─── DATA ROWS

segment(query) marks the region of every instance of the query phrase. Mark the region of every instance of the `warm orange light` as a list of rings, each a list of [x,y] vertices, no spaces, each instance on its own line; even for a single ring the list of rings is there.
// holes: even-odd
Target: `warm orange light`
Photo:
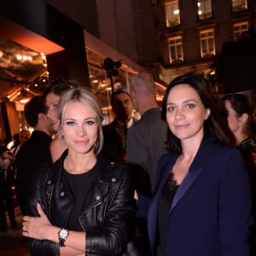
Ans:
[[[26,103],[27,103],[28,102],[29,102],[29,98],[22,98],[22,99],[20,100],[20,102],[21,104],[26,104]]]

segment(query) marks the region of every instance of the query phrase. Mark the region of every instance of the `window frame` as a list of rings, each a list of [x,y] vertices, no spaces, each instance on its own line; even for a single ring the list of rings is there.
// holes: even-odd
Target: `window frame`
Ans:
[[[175,6],[176,5],[176,6]],[[172,7],[170,9],[170,12],[167,11],[170,7]],[[177,9],[175,9],[177,7]],[[180,25],[180,12],[178,8],[178,0],[166,1],[165,2],[165,10],[166,10],[166,27],[172,27]],[[174,11],[177,11],[177,14],[172,14]],[[172,19],[172,16],[173,17]]]
[[[171,44],[171,41],[173,41],[173,43]],[[173,51],[171,48],[173,49]],[[183,61],[183,38],[181,35],[168,38],[168,52],[171,64]],[[172,55],[172,52],[174,52],[175,55]]]
[[[200,14],[200,3],[202,3],[201,10],[203,13]],[[209,19],[212,17],[212,0],[198,0],[197,1],[197,15],[200,20]],[[209,10],[209,11],[208,11]]]
[[[247,9],[247,0],[232,0],[232,12],[240,12]]]
[[[212,35],[209,35],[211,33]],[[204,37],[202,37],[205,35]],[[210,40],[212,40],[212,50],[211,50]],[[204,50],[204,42],[206,42],[207,52]],[[216,55],[214,28],[202,29],[200,31],[200,49],[201,58],[213,56]]]
[[[246,28],[241,26],[246,26]],[[238,28],[236,30],[236,28]],[[248,21],[241,21],[233,24],[233,37],[234,41],[239,40],[244,32],[248,32],[249,31],[249,22]]]

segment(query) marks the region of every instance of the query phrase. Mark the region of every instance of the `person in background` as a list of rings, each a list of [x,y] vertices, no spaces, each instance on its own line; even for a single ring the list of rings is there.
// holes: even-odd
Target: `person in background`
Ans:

──────

WHAT TO WORK ON: Can the entries above be repeated exactly, without their pictures?

EXPECTED ANSWER:
segment(query) marks the region of every instance of the query phrase. Mark the region of every instance of the `warm orange light` as a list of rings, each a list of [x,y] vertices, no spaces, each instance on its own line; even for a single ring the list of rings is there.
// holes: even-odd
Target: `warm orange light`
Photo:
Ans:
[[[26,103],[27,103],[28,102],[29,102],[29,98],[22,98],[22,99],[20,100],[20,102],[21,104],[26,104]]]

segment(query) marks the region of every instance of the query phrase. Mark the region of every instance of the `window frame` as a list of rings, each a list of [x,y] vertices, no spaces, each instance on its own line; even for a single ring the list of rings is there.
// holes: even-odd
Target: `window frame`
Ans:
[[[175,6],[176,5],[176,6]],[[172,7],[170,9],[170,12],[167,11],[170,7]],[[177,9],[175,9],[177,7]],[[180,25],[180,12],[178,8],[178,0],[166,1],[165,2],[165,10],[166,10],[166,27],[172,27]],[[174,11],[177,11],[177,14],[172,14]],[[172,19],[172,16],[173,17]]]
[[[171,44],[171,41],[173,41],[173,43]],[[173,51],[171,48],[173,49]],[[183,61],[183,38],[181,35],[168,38],[168,52],[171,64]],[[172,55],[172,52],[174,52],[175,55]]]
[[[200,14],[200,3],[202,3],[201,10],[203,13]],[[209,19],[212,17],[212,0],[198,0],[197,1],[197,15],[200,20]],[[209,10],[209,11],[208,11]]]
[[[247,9],[247,0],[232,0],[232,12],[240,12]]]
[[[212,35],[209,35],[211,33]],[[204,37],[202,37],[205,35]],[[210,40],[212,40],[212,50],[211,50]],[[204,50],[204,42],[206,42],[207,52]],[[216,55],[214,28],[202,29],[200,31],[200,49],[201,58],[213,56]]]
[[[246,28],[241,26],[246,26]],[[238,28],[236,30],[236,28]],[[248,21],[241,21],[233,24],[233,37],[234,41],[239,40],[244,32],[248,32],[249,31],[249,22]]]

segment(query) marks the region of every instance of the query phrase. Mark the region of every instance of the `person in background` as a list of rings, each a list of [x,y] vertices, no spaces, each instance on its own line; even for a single ring the list of rings is there.
// holes: even-odd
Target: `person in background`
Ans:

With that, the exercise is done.